Copy each line of the following data that contains "Please".

DATA TO USE:
□ □ □ □ □ □ □

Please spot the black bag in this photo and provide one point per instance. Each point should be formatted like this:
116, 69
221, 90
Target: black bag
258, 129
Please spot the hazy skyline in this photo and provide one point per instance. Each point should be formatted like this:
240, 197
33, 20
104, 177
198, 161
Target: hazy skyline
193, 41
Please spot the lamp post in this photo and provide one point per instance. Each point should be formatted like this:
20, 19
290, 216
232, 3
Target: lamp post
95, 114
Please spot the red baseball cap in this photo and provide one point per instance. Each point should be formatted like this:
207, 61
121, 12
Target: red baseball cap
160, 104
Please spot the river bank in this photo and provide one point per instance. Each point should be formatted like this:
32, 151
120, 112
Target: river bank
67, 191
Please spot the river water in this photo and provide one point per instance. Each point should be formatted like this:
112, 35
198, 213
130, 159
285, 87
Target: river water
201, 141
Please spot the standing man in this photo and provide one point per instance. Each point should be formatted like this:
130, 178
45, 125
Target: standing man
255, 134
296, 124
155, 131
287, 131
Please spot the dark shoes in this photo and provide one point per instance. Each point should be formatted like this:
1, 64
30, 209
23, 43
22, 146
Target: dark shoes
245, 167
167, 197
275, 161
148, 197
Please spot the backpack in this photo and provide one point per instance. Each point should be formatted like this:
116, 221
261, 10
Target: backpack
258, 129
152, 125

□ □ □ □ □ □ □

SOLUTION FOR THIS TASK:
Please spot the black bag in this photo and provide one point per instance. Each point should be formatted like this:
Please spot the hazy skyline in this photo and provide one point per instance. Each point should be formatted like this:
Please spot the lamp post in this photo and provide one point per instance. Each point should be formatted like this:
Please spot the red baseball cap in this photo and provide one point per instance. Each point should be formatted like this:
Please spot the river bank in this photo and provide one point per instance. Each point should be formatted like this:
Please spot the river water in this photo and provide one point per instance. Each point should be formatted like this:
Please spot the standing man in this photo and provide one point per instance. Each point should be formatted like this:
Please spot the dark shoes in this photo and provide one point per instance. Each point should be formatted like this:
Please spot the backpack in this photo and provide one point per instance. Each point should be formatted like this:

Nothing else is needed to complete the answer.